Stored records:
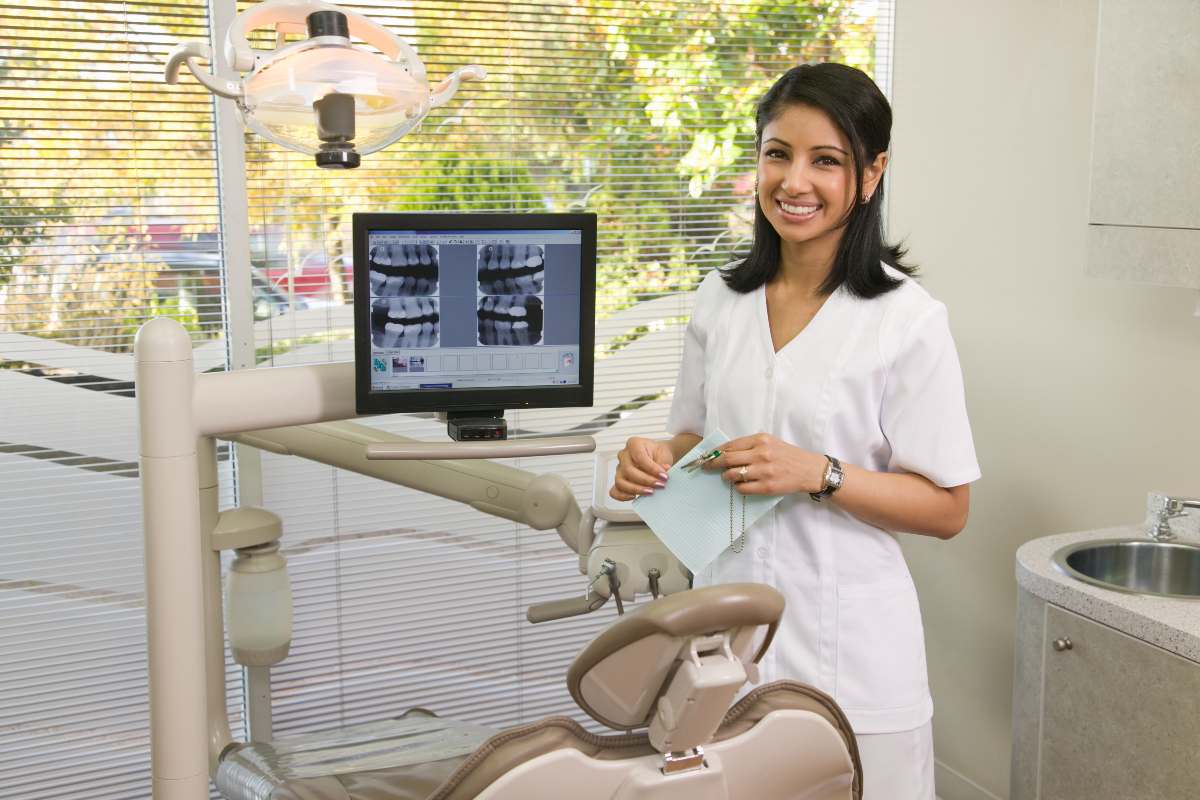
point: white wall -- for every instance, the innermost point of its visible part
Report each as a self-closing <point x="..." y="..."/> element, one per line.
<point x="1080" y="390"/>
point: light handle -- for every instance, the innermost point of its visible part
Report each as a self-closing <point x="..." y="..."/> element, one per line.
<point x="190" y="53"/>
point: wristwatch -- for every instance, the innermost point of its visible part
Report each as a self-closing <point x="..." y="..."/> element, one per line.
<point x="832" y="480"/>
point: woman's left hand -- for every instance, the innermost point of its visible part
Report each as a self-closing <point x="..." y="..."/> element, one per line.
<point x="763" y="464"/>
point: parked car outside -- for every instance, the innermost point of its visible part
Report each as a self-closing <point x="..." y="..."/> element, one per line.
<point x="193" y="280"/>
<point x="311" y="280"/>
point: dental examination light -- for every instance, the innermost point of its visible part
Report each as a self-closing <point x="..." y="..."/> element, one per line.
<point x="323" y="96"/>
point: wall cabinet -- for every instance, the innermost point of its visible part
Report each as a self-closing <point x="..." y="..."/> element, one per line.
<point x="1099" y="715"/>
<point x="1144" y="220"/>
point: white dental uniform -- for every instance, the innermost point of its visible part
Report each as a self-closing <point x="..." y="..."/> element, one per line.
<point x="874" y="383"/>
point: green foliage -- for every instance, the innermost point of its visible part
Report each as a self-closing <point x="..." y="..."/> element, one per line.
<point x="640" y="110"/>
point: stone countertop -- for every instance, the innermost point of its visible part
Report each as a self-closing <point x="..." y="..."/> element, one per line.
<point x="1173" y="624"/>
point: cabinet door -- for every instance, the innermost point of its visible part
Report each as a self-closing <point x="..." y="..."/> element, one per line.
<point x="1121" y="717"/>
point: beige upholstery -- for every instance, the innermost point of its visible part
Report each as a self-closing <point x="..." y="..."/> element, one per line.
<point x="461" y="779"/>
<point x="619" y="675"/>
<point x="465" y="763"/>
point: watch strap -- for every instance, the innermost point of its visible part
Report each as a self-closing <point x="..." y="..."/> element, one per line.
<point x="832" y="480"/>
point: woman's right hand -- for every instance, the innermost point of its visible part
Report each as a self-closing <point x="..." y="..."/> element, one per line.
<point x="642" y="467"/>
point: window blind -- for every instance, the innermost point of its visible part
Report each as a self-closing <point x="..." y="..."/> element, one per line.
<point x="639" y="112"/>
<point x="108" y="216"/>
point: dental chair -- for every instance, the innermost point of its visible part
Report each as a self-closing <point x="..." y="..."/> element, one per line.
<point x="664" y="675"/>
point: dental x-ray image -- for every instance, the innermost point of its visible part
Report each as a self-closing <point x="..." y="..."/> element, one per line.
<point x="405" y="322"/>
<point x="403" y="270"/>
<point x="511" y="269"/>
<point x="510" y="319"/>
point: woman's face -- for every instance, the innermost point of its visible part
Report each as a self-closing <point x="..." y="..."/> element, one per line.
<point x="807" y="176"/>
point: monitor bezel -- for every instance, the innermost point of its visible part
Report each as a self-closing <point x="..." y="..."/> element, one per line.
<point x="369" y="401"/>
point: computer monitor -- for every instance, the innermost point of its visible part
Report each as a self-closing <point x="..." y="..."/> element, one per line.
<point x="473" y="312"/>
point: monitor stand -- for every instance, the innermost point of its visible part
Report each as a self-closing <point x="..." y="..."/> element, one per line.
<point x="478" y="425"/>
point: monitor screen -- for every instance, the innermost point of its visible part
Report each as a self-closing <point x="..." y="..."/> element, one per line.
<point x="463" y="312"/>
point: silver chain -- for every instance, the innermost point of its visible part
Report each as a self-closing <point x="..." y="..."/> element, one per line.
<point x="738" y="543"/>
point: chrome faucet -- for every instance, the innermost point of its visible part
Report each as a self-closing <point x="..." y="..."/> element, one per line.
<point x="1162" y="509"/>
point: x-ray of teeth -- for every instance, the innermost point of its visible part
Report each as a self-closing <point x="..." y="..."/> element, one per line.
<point x="403" y="270"/>
<point x="511" y="269"/>
<point x="510" y="319"/>
<point x="405" y="322"/>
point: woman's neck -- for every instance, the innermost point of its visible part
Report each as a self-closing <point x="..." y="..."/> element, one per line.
<point x="804" y="266"/>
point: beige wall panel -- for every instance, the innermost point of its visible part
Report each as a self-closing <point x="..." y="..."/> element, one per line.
<point x="1081" y="391"/>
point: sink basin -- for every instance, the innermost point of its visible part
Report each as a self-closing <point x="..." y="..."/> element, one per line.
<point x="1137" y="566"/>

Required work.
Print out the whole of the material word for word, without pictures.

Expected output.
point: white wall -- for every instance, the innermost point of its visible part
Report each as a self-closing <point x="..." y="..."/> element, one per line.
<point x="1080" y="390"/>
point: light handle -- for every instance, the innermost point of its visible part
Report each as a self-closing <point x="..." y="..."/> element, one per line.
<point x="190" y="53"/>
point: wristwatch -- for every instance, the innermost point of its visible part
Report each as a self-closing <point x="..." y="..."/> element, one per line.
<point x="832" y="480"/>
point: woman's left hand -- for every instance, the innermost point of its visible part
Report each as a self-closing <point x="..." y="..."/> element, one per line.
<point x="763" y="464"/>
point: parked car outside -- for every instance, the innermost point of its visible part
Report each as a self-closing <point x="..." y="..."/> element, one per line.
<point x="193" y="280"/>
<point x="311" y="280"/>
point: dental examination light -- for every instance, the innermost point of its visible part
Report each as a self-closing <point x="..." y="..."/> element, one per line.
<point x="323" y="96"/>
point: wall cabinet -- for every instance, the innermost point of its visible part
Report each as a self-closing <point x="..." y="..."/> element, one per line.
<point x="1099" y="715"/>
<point x="1144" y="220"/>
point: white dental uniform -- for every instance, the innermost point of its visible part
Report each as a self-closing <point x="..." y="..."/> element, one per line.
<point x="874" y="383"/>
point: green foliage -- for every instance, the innermost point of its visible part
Report each as a self-closing <point x="..." y="..."/> element, one per line.
<point x="640" y="110"/>
point: stone countertop -- for every instance, the innermost point of its visible part
Report each as a self-closing <point x="..." y="..."/> element, one per line.
<point x="1173" y="624"/>
point: cabinet door -- for every instance, the innermost point of its visible part
Report each as a self-closing <point x="..." y="..."/> element, one per line.
<point x="1121" y="717"/>
point: beige upholstery -- for every instance, the innermost point of its visible part
Report each as a self-closing <point x="..." y="..."/> element, one per line.
<point x="461" y="779"/>
<point x="619" y="675"/>
<point x="465" y="763"/>
point: watch strap -- for every instance, the innermost point of its visible part
Report each as a self-closing <point x="..." y="..."/> element, one per line.
<point x="832" y="480"/>
point: woman's right hand -- for every instance, the innermost point of its visible part
Report each as a self-closing <point x="..." y="..."/> element, one per line.
<point x="642" y="467"/>
point: window blind -- for every instance, the innermost point of its visible part
Report each as a self-closing <point x="..." y="..."/> element, one per line.
<point x="639" y="112"/>
<point x="108" y="216"/>
point: dental chair -- for every instance, the innermost point of its visible part
Report each as a self-closing <point x="..." y="..."/> element, one per line.
<point x="664" y="675"/>
point: dental x-ray image -- for every instance, the innermost point of its visible part
Report each as a self-closing <point x="..." y="..."/> element, one per line.
<point x="405" y="322"/>
<point x="403" y="270"/>
<point x="511" y="269"/>
<point x="510" y="319"/>
point: woman's face -- for every instance, the innermost point of its visible part
Report each as a self-closing <point x="..." y="..."/> element, one per line.
<point x="807" y="176"/>
point: monitor bezel -- for every instance, the innermost point of its visible part
Report each as a self-closing <point x="..." y="..."/> element, one per line.
<point x="369" y="401"/>
point: computer monitor -- for every instance, the innermost point of its visible part
Report each as a self-closing <point x="..." y="..."/> element, one per line.
<point x="473" y="312"/>
point: monitor stand -- for every instance, the innermost point of its visible part
Report each as a self-closing <point x="..." y="..."/> element, one per line.
<point x="478" y="425"/>
point: monitor screen -- for every instance, the innermost point of its visible part
Report each as a self-closing <point x="..." y="..."/> element, one per line.
<point x="463" y="312"/>
point: silver chain -- for every instance, the innermost point of its visible part
Report each as a self-closing <point x="..." y="..."/> element, one per line.
<point x="738" y="543"/>
point: chrome faucet -- for every instance, the innermost point of its visible part
Report each as a self-closing <point x="..." y="..."/> element, one per line.
<point x="1162" y="509"/>
point: x-ray of teeth -- for every instance, the innermost point of its visible part
Report each as a self-closing <point x="..." y="..."/> element, one per line.
<point x="403" y="270"/>
<point x="511" y="269"/>
<point x="510" y="319"/>
<point x="405" y="322"/>
point: woman's neck -- for every instance, the innermost point of its visible part
Report each as a self-closing <point x="..." y="..."/> element, one per line.
<point x="804" y="266"/>
point: beige wall panel -- for every instance, the innermost point of its visible part
Report each as a self-closing <point x="..." y="..."/> element, one per line.
<point x="1081" y="391"/>
point: sink basin -- for every instance, the innermost point of its visible part
Report each as a self-closing <point x="..." y="..."/> element, one per line.
<point x="1137" y="566"/>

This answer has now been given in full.